▸ Request
Rescale the lines below by writing them all out again, requests included, with every x and y pixel coordinate in the answers multiplied by 2.05 and rounded to the nearest whole number, halves rounded up. Leave the pictures out.

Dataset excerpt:
## BEGIN

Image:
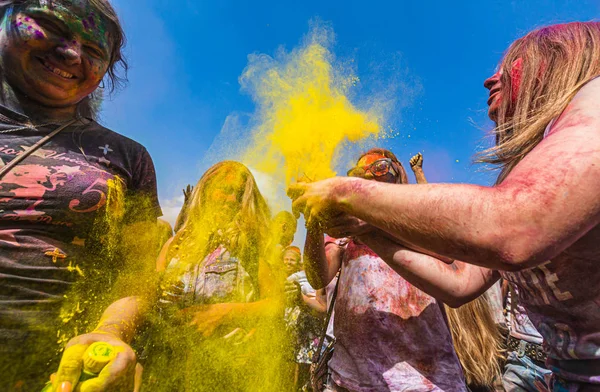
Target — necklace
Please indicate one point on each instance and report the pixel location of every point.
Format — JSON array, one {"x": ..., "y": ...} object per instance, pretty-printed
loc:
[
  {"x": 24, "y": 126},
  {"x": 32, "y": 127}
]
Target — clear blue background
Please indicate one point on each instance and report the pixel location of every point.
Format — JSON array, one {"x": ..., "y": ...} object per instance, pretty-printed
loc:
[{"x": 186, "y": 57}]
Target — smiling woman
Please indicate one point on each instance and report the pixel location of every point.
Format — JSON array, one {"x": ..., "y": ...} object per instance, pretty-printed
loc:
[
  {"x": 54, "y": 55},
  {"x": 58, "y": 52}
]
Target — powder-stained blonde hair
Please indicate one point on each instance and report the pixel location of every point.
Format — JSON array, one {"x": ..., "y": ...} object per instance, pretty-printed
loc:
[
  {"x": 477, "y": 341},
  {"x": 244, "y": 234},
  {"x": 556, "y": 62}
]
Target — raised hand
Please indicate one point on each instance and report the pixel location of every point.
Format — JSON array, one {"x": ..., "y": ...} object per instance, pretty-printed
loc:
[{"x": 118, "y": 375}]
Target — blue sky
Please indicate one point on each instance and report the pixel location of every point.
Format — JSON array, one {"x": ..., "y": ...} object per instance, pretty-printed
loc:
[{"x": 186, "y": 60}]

## END

▸ Solved exercise
Image:
Target — necklace
Please indicate one point on each instance and report the pixel location of every point.
Format — JSON array, one {"x": ..., "y": ...} object per instance, pretty-printed
loc:
[
  {"x": 49, "y": 258},
  {"x": 66, "y": 260}
]
Target — clear blue background
Please indicate one point on each instance and report the pixel location of every point.
Format — JSON array, one {"x": ..., "y": ...} object per instance, pretty-printed
loc:
[{"x": 381, "y": 117}]
Target — smiling woman
Please indicate one point on each instance and report the pixel location of every point.
Format — JSON array, one {"x": ..., "y": ...} object per instance, pretty-printed
loc:
[
  {"x": 111, "y": 113},
  {"x": 119, "y": 107}
]
Target — powder-stained blonde hair
Please indicate one point on each instance and report the pixel location of every point.
Format — JSON array, one {"x": ..., "y": ...} object per instance, pretty-printed
loc:
[
  {"x": 978, "y": 699},
  {"x": 500, "y": 480},
  {"x": 1140, "y": 127}
]
Target — raised hand
Please indicate one point on each instance and report the pixel location of every point.
Format — JSON array, one {"x": ..., "y": ...} object per instance, pretty-printed
loc:
[{"x": 242, "y": 769}]
Target — blue sky
Please indicate one point on each instance and report the pixel location of every point.
Format — JSON array, one {"x": ..., "y": ...} object per instance, pretty-printed
loc:
[{"x": 381, "y": 123}]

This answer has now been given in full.